▸ YOUR INSTRUCTIONS
Include in the output the line containing "Mark each instance of the chrome exhaust" and each subsequent line of the records, through the end, transcribed exactly. Add nothing else.

▸ Part of a data file

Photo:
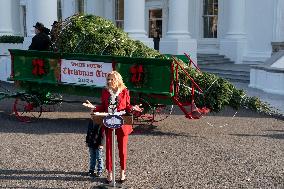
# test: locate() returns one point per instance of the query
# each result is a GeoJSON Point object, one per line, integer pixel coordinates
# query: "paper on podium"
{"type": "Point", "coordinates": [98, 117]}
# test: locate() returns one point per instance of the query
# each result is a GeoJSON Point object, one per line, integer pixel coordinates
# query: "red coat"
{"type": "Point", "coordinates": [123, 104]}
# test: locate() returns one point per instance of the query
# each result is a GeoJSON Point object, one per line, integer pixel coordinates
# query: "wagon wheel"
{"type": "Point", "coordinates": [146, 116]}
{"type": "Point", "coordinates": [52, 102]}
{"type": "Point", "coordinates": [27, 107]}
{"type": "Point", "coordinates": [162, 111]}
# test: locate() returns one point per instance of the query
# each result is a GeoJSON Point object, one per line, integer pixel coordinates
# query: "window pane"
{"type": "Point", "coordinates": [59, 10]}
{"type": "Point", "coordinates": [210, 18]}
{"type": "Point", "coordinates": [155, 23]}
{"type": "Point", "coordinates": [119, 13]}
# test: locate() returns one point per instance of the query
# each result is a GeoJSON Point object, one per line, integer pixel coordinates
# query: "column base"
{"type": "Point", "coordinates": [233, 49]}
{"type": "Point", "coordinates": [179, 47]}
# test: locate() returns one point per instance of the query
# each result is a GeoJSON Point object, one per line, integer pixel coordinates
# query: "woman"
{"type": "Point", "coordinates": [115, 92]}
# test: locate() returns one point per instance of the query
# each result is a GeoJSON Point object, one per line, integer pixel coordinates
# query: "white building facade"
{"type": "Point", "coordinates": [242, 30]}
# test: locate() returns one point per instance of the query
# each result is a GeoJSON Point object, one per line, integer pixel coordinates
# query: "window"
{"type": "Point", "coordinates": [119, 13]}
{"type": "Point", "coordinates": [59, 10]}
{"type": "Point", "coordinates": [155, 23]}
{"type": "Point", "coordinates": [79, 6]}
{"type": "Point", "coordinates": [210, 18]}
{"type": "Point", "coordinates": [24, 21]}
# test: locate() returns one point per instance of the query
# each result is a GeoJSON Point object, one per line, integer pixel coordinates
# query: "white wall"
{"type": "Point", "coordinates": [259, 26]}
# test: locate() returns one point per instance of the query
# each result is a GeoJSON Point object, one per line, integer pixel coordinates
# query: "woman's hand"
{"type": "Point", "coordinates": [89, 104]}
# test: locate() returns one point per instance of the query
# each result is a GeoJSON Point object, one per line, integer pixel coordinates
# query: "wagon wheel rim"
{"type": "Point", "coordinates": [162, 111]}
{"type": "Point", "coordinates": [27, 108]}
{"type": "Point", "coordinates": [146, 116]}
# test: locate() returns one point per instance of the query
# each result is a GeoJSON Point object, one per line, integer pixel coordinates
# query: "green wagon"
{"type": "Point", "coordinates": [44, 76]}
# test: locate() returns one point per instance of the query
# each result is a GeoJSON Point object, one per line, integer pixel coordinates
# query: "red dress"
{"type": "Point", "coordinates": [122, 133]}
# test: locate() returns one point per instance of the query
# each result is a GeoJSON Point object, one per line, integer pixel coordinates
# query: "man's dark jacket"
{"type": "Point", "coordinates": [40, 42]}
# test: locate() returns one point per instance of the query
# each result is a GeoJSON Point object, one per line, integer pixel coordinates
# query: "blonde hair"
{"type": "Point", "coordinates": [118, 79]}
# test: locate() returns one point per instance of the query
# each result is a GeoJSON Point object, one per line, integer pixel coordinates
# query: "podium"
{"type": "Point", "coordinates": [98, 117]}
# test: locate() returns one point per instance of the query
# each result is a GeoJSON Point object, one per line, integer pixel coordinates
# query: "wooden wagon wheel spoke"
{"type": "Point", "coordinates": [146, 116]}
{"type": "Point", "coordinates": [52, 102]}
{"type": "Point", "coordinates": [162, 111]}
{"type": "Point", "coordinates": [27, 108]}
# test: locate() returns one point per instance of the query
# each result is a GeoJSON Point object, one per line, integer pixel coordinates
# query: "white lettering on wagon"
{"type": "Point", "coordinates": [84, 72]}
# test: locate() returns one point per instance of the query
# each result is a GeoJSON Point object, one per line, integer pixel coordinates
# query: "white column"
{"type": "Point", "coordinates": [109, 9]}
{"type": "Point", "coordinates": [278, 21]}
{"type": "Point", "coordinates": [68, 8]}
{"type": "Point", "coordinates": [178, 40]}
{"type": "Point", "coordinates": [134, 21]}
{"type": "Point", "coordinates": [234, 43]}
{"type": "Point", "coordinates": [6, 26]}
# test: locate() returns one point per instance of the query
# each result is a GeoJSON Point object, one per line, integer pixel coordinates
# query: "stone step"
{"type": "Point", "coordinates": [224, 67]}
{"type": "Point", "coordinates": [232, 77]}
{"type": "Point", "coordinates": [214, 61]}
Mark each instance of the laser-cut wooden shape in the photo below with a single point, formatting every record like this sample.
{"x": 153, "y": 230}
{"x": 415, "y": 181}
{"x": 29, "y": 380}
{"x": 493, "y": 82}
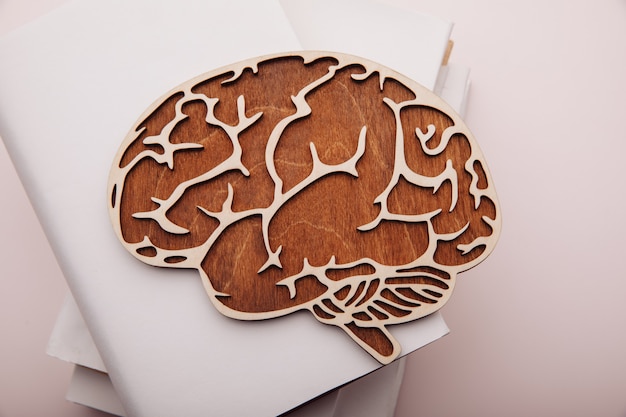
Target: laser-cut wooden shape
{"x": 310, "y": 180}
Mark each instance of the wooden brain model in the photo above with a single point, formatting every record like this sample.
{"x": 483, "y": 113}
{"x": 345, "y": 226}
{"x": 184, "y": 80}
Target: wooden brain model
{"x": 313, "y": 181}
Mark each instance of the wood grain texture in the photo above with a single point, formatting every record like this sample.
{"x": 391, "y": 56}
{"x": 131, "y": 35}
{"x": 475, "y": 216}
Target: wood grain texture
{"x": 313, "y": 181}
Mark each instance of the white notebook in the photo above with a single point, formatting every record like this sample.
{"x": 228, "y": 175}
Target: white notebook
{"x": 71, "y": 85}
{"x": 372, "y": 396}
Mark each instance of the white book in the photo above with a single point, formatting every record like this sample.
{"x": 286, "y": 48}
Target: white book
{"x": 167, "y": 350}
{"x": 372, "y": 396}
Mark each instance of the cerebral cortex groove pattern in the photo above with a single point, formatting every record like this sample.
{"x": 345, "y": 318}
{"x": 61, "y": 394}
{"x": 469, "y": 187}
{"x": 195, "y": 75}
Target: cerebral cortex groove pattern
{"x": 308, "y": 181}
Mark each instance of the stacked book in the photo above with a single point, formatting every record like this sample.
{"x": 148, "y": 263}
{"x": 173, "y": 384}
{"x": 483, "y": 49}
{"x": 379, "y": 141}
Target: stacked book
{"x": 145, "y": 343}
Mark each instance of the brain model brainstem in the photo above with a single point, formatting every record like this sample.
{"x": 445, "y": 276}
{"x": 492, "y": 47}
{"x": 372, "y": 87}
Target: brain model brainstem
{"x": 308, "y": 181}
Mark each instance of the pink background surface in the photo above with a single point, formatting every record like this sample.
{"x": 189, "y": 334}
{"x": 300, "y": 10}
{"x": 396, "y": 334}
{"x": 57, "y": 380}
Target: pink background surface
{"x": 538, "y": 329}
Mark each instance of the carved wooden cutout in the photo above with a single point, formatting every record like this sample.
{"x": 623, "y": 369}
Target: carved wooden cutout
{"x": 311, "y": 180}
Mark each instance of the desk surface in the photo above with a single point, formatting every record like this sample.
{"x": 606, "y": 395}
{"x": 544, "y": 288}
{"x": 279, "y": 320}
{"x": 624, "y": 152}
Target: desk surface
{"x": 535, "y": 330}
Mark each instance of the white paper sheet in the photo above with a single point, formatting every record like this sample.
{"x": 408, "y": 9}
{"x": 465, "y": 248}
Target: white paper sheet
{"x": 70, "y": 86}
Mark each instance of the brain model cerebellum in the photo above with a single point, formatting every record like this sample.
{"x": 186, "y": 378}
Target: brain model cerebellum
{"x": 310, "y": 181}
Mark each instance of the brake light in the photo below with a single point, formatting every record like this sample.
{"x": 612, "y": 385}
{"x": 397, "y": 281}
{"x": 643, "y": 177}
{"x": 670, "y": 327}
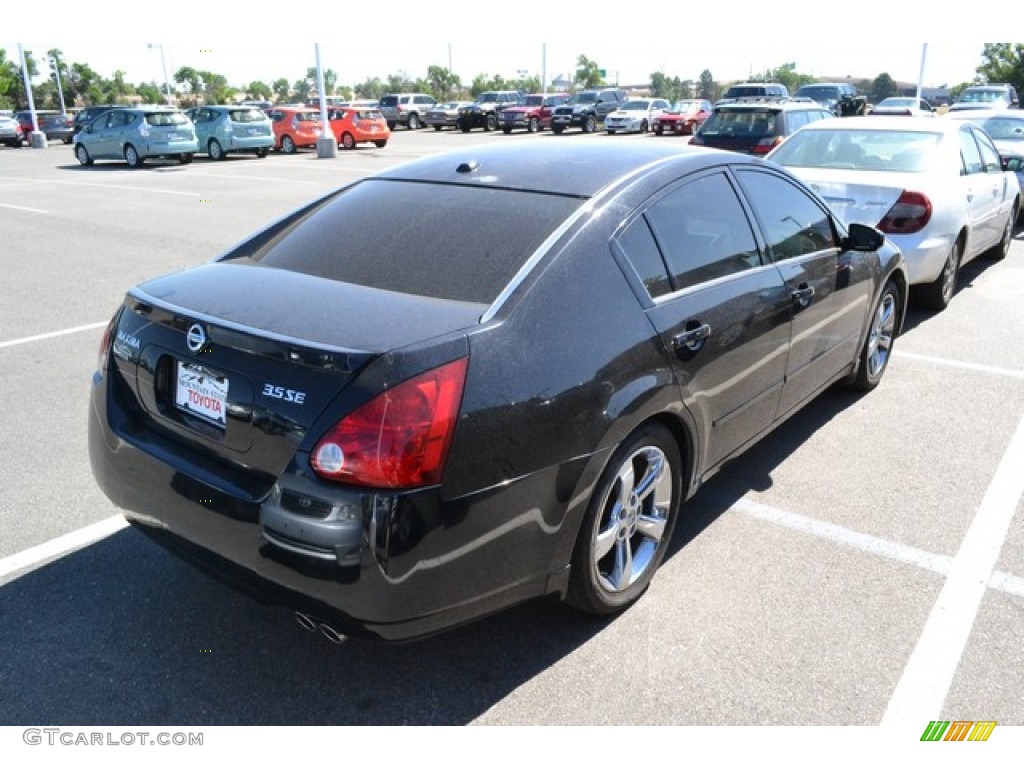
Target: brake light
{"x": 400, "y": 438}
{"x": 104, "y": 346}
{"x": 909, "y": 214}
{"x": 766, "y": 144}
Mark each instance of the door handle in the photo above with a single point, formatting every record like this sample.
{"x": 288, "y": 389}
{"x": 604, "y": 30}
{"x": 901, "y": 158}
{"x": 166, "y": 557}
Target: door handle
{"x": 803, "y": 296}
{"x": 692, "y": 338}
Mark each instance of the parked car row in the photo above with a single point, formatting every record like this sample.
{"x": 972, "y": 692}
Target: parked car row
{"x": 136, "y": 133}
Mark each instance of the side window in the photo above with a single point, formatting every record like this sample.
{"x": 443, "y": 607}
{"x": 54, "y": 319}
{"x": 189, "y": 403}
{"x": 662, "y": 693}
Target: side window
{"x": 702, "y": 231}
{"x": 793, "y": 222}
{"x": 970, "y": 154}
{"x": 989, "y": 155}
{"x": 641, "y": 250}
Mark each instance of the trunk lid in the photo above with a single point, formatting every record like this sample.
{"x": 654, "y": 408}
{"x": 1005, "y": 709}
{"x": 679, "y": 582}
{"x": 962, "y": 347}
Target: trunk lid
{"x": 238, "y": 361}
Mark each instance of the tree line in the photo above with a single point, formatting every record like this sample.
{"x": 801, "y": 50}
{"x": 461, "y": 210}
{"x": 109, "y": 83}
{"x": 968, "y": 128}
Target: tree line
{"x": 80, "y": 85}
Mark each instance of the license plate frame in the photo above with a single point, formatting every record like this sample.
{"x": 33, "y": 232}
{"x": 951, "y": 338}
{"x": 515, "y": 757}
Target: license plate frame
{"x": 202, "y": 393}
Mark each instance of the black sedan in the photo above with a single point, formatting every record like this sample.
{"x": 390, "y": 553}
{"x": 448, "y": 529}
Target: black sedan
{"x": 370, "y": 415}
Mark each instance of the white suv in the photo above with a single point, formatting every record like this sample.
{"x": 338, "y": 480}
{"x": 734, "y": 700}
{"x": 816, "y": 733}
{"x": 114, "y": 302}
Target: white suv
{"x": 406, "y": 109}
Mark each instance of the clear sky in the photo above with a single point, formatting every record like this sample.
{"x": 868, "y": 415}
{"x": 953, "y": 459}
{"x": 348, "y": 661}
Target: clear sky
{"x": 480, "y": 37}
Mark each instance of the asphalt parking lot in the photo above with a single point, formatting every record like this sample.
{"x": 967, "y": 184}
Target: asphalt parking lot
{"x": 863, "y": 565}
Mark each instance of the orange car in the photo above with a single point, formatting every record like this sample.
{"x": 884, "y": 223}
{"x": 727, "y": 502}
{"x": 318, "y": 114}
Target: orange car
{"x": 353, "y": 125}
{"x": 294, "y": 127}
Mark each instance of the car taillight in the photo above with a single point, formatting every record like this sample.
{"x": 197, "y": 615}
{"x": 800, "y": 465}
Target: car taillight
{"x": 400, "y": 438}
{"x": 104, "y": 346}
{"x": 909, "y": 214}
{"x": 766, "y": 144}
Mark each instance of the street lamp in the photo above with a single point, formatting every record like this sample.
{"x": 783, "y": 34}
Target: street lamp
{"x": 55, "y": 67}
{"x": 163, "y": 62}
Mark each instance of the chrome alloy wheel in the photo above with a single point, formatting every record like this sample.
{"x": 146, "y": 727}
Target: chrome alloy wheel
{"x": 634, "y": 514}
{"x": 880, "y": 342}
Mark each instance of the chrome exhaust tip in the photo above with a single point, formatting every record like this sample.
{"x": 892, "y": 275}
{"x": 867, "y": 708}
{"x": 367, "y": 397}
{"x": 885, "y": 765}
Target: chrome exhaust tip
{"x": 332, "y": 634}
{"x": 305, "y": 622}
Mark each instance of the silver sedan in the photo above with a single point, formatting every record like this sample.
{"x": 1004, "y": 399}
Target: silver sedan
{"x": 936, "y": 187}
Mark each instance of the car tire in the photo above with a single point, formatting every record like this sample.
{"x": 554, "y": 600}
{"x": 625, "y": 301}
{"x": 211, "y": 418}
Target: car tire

▸ RESPONSE
Mark each instance of the chrome exhaust tip in the photo above with a single point, formatting every record like this sample.
{"x": 892, "y": 275}
{"x": 867, "y": 708}
{"x": 367, "y": 397}
{"x": 885, "y": 765}
Target: chrome exhaust tip
{"x": 332, "y": 634}
{"x": 305, "y": 622}
Mark each instance of the silver sedan in the photo above with a single point, formatting every record like this sample.
{"x": 1004, "y": 399}
Target: silver sedan
{"x": 936, "y": 187}
Mark each instance of the car tire in the photo above with a single point, formatting every record like this sample.
{"x": 554, "y": 600}
{"x": 625, "y": 301}
{"x": 211, "y": 418}
Target: car tire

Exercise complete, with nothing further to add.